*Consigna:*
Según el texto sobre la soledad no deseada en personas mayores, ¿por qué la familia no siempre puede suplir la "tribu" de la misma generación? Responda en una a tres oraciones.

*Documento fuente:*
Cuando pensamos en los diagnósticos que suelen acompañar a las personas mayores, enseguida aparecen palabras conocidas: hipertensión, diabetes, osteoporosis o artrosis. Sin embargo, hay otra condición que rara vez figura en la historia clínica y que, aunque no tiene estudios de laboratorio que la confirmen, puede generar un gran impacto: la soledad no deseada.
La soledad no siempre es visible, incluso puede convivir con visitas de familiares o llamadas telefónicas frecuentes. Pero en la consulta médica se revela que la persona ya no tiene con quién compartir una preocupación, pasa horas sin intercambios afectivos o transita la angustia de haber perdido a gente amiga muy querida. Esto golpea la salud física y anímica: entristece e incrementa el riesgo de depresión, deterioro cognitivo y enfermedades cardiovasculares.
Entonces aparecen síntomas como insomnio, cefaleas, mareos, ansiedad, dolores difusos o miedos a salir de casa. El problema no siempre se reconoce a primera vista, y no suele ser fácil de poner en palabras. Además, no hay que confundir la soledad elegida —quien disfruta de la lectura, la cocina o las manualidades— con la impuesta. Pero lo cierto es que en los últimos años, cada vez hay más gente que falta a sus estudios médicos, por ejemplo, porque no tiene quién acompañe. En medio de múltiples razones, una habitual es que hay hijos que viven alejados de la ciudad donde están sus padres y muchos otros se han radicado en el exterior.
Entonces, así como prescribimos medicamentos, también empezamos a prescribir vínculos. Porque la buena noticia es que la amistad, la complicidad y el afecto no son patrimonio exclusivo de la juventud: pueden construirse en cualquier etapa de la vida. Un taller de teatro, una caminata en grupo, un curso virtual o incluso el uso de la tecnología pueden convertirse en puentes hacia nuevos encuentros. No se trata de “llenar el tiempo”, sino de darle sentido, alegría y pertenencia a cada día.
En este camino, los pares cumplen un rol fundamental. Encontrarse con otros en la misma etapa de vida brinda un espejo, un reflejo, una inspiración. Formar parte de una comunidad nos enriquece y sostiene: compartir experiencias, acompañarse en trámites médicos, estar en momentos de dificultad. La familia es un pilar, pero no siempre puede suplir esa “tribu” de la misma generación. Porque allí las personas saben que pueden apoyarse en otras, del mismo modo que apoyar a otras, algo fundamental para seguir sintiéndose útiles.
Claro que existen barreras, como dificultades económicas o problemas de movilidad. Lo escuchamos todos los días en el consultorio. Pero hay actividades gratuitas, propuestas comunitarias, talleres intergeneracionales y ofertas virtuales que permiten sortear muchos de esos obstáculos.

*Extracto de datos:*
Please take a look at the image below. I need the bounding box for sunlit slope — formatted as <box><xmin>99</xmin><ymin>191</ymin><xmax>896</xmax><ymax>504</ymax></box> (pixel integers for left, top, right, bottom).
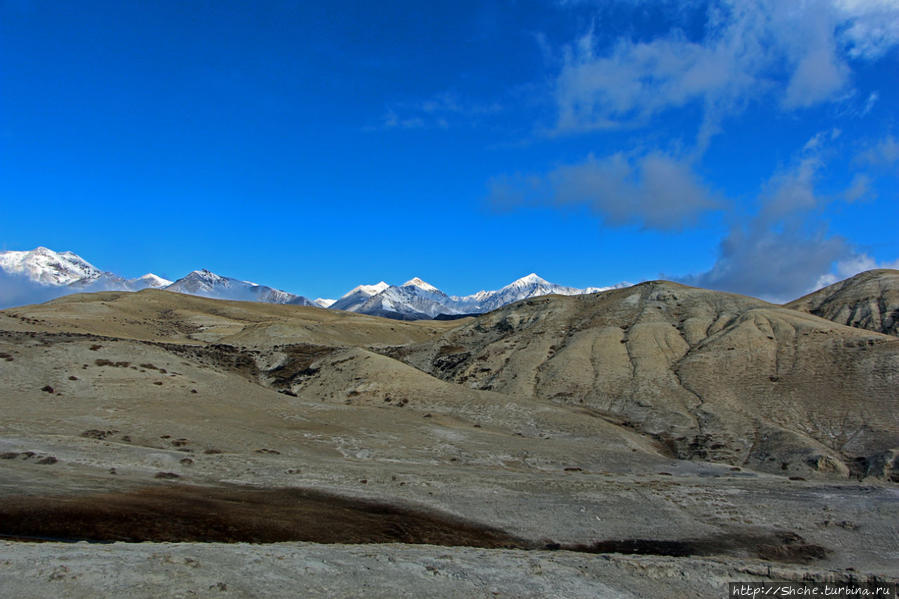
<box><xmin>403</xmin><ymin>282</ymin><xmax>899</xmax><ymax>475</ymax></box>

*Solución del ejercicio:*
En esa comunidad de pares, las personas saben que pueden apoyarse en otras y, del mismo modo, apoyar a otras. Esto resulta fundamental para seguir sintiéndose útiles.